(Stored entries)
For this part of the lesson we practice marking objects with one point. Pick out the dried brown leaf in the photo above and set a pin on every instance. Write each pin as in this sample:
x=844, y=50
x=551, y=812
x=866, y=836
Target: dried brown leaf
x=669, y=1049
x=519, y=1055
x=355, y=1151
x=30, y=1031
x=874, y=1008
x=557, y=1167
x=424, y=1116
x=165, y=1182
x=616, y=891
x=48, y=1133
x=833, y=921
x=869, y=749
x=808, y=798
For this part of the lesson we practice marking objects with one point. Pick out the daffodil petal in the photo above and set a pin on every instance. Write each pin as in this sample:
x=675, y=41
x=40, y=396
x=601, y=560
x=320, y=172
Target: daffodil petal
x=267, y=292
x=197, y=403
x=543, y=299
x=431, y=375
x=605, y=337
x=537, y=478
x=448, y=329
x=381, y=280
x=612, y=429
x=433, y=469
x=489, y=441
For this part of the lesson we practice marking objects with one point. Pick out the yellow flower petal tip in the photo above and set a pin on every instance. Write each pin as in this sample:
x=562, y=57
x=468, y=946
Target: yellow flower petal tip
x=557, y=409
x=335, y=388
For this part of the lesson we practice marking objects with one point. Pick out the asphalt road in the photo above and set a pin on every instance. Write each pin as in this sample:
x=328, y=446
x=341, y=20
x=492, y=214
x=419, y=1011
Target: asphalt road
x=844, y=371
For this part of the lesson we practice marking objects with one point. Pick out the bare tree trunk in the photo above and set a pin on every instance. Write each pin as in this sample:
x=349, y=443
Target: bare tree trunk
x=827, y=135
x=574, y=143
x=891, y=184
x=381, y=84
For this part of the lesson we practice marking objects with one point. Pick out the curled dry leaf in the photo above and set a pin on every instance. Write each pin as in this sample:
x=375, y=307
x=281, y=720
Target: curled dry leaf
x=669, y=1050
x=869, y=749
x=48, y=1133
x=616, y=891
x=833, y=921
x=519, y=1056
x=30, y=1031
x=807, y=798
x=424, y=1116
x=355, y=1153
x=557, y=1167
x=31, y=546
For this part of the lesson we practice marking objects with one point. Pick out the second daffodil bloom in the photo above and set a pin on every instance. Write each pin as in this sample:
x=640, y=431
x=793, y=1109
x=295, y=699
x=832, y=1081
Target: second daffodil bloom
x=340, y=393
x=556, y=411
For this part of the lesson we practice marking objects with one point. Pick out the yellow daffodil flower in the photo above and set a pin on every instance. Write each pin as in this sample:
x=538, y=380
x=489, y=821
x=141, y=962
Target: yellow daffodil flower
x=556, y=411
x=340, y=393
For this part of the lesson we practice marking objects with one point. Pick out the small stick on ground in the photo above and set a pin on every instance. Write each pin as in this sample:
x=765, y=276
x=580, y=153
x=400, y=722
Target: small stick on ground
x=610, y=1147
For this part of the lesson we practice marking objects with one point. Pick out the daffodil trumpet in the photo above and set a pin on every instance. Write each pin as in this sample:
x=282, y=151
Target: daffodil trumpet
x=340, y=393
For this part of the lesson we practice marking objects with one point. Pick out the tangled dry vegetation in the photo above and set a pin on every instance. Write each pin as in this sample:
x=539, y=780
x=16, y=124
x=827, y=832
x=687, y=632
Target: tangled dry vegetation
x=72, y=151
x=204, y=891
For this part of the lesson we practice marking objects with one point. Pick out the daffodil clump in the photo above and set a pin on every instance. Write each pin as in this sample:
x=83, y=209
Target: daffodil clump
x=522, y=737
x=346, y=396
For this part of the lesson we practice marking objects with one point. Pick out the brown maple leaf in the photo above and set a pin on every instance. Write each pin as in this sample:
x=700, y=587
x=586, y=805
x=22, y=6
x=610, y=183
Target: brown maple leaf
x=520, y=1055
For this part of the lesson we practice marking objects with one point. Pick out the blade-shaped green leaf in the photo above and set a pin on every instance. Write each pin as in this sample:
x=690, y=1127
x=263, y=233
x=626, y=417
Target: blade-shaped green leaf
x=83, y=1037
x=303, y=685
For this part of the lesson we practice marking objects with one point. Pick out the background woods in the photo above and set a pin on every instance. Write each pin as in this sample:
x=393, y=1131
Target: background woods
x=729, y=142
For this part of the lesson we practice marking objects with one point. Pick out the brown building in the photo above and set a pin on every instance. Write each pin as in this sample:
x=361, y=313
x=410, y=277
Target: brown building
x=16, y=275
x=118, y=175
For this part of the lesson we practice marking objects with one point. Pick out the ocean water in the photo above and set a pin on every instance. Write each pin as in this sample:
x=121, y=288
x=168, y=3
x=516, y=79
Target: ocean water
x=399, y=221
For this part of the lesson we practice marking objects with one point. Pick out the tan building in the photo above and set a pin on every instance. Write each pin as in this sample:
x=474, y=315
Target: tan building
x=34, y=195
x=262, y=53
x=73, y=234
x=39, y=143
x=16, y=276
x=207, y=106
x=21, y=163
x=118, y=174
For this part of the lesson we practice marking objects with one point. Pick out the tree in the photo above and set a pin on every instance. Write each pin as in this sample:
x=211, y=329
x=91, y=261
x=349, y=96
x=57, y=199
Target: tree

_Exercise requirements_. Can you reproduce all of the records above, word for word and line for line?

_Worked answer_.
For this part of the lesson we practice marking objects with one point. Pick out the dried brown leaf in the photo above and set a pin on every instance. Write each pin as in this sample:
x=844, y=50
x=551, y=812
x=866, y=836
Target: dried brown leaf
x=669, y=1049
x=519, y=1055
x=355, y=1151
x=30, y=1031
x=874, y=1008
x=557, y=1167
x=424, y=1116
x=165, y=1182
x=616, y=891
x=48, y=1133
x=833, y=921
x=869, y=749
x=808, y=798
For this part of the lesson we practice marking objects with one point. Pick out the daffodil petal in the photo above and set a pin on every instance. Write each pin as in this sample:
x=675, y=41
x=40, y=396
x=601, y=560
x=320, y=172
Target: daffodil petal
x=267, y=292
x=197, y=403
x=543, y=299
x=431, y=375
x=605, y=337
x=537, y=478
x=448, y=329
x=381, y=280
x=612, y=429
x=433, y=469
x=489, y=441
For this part of the lesson we practice marking objects with one point. Pick out the yellow flower petal tip in the photo above and set a pin on every instance. Write each pin as in this sample:
x=562, y=57
x=468, y=946
Target: yellow flower petal tip
x=557, y=409
x=335, y=388
For this part of the lesson we practice marking objects with one point. Pick out the asphalt road in the photo above and set a pin on every instance. Write each pin as in this sample:
x=328, y=446
x=341, y=20
x=492, y=214
x=419, y=1011
Target: asphalt road
x=844, y=371
For this part of the lesson we practice marking objects with one point. Pick out the bare tree trunk in the photo above and set a pin on every instance. Write each pin as in this sample:
x=349, y=443
Target: bare tree trunk
x=827, y=135
x=574, y=143
x=891, y=184
x=381, y=84
For this part of the lesson we practice marking objects with one point. Pick out the curled dry leaf in the photo above and set a pin on every instance. Write each pin as in this sample:
x=375, y=307
x=281, y=720
Target: curled dry leaf
x=669, y=1050
x=869, y=749
x=48, y=1133
x=616, y=891
x=833, y=921
x=519, y=1056
x=30, y=1031
x=807, y=798
x=424, y=1116
x=355, y=1153
x=557, y=1167
x=31, y=546
For this part of the lesson we practice marking objects with one point. Pick out the second daffodil bloom in the photo above and set a pin on every instance. Write each pin as in this sample:
x=640, y=431
x=793, y=1109
x=295, y=699
x=832, y=1081
Target: second daffodil bloom
x=340, y=393
x=556, y=411
For this part of the lesson we practice marking objects with one point. Pick out the yellow daffodil flower in the photo above and set a pin on every instance. Write each pin as in this sample:
x=538, y=380
x=489, y=821
x=141, y=962
Target: yellow daffodil flower
x=556, y=411
x=340, y=393
For this part of the lesson we practice marking objects with one point. Pick out the small stick on ground in the photo above and set a pin on every instance. Write each pin as in this sample:
x=765, y=276
x=580, y=153
x=400, y=722
Target: small stick on ground
x=610, y=1147
For this part of the lesson we practice marking objects with one point. Pick out the daffodil trumpet in the photo above and set a pin on every instance. Write each pin as in this sample:
x=282, y=151
Target: daffodil trumpet
x=340, y=393
For this part of the lesson we practice marking objects with one point. Pick out the tangled dry vegetation in the photo above and set a pin on every instance. Write each pin as in this sample:
x=539, y=780
x=16, y=124
x=827, y=832
x=687, y=632
Target: tangled dry vegetation
x=72, y=151
x=204, y=891
For this part of the lesson we practice marking objects with one point. Pick out the daffodil clump in the photo above and set a pin on every instance. Write each pin as in this sample:
x=83, y=209
Target: daffodil clump
x=522, y=737
x=346, y=396
For this part of the lesson we practice marking objects with one point. Pick out the brown maple leaf in the photo above and set a pin on every instance. Write each pin as in this sample:
x=700, y=587
x=586, y=805
x=22, y=6
x=610, y=183
Target: brown maple leaf
x=520, y=1055
For this part of the lesson we practice marking objects with one point. Pick out the blade-shaped green leaf in the photo above and set a pin on every instance. Write each pin as in this sample:
x=690, y=1127
x=263, y=233
x=626, y=417
Target: blade-shaped green leaf
x=83, y=1037
x=303, y=685
For this part of the lesson we practice marking objects with one point. Pick out the background woods in the photo above and set a pin on every instance. Write each pin as in this sample:
x=393, y=1131
Target: background woods
x=729, y=142
For this part of the lesson we practice marking objects with one point. Pick out the brown building in the photo above and set a pin on every instance. Write each pin as in this sample:
x=361, y=313
x=410, y=277
Target: brown building
x=16, y=275
x=118, y=175
For this part of the lesson we practice marking objects with one point. Pick out the ocean water in the photo above and set a pin on every instance. Write each pin as in this sample:
x=121, y=288
x=168, y=3
x=516, y=79
Target: ocean water
x=399, y=221
For this part of the lesson we practice marking objects with one point. Pick out the tan building in the photo above and set a pin on every instance. Write each pin as in this sample:
x=474, y=315
Target: tan building
x=34, y=195
x=262, y=53
x=73, y=234
x=39, y=143
x=16, y=276
x=207, y=106
x=21, y=163
x=118, y=174
For this part of the lesson we practice marking objects with one point. Pick out the tree in the photo above and set a pin on every instance. Write each pin as in this sample:
x=211, y=329
x=91, y=261
x=349, y=96
x=57, y=199
Target: tree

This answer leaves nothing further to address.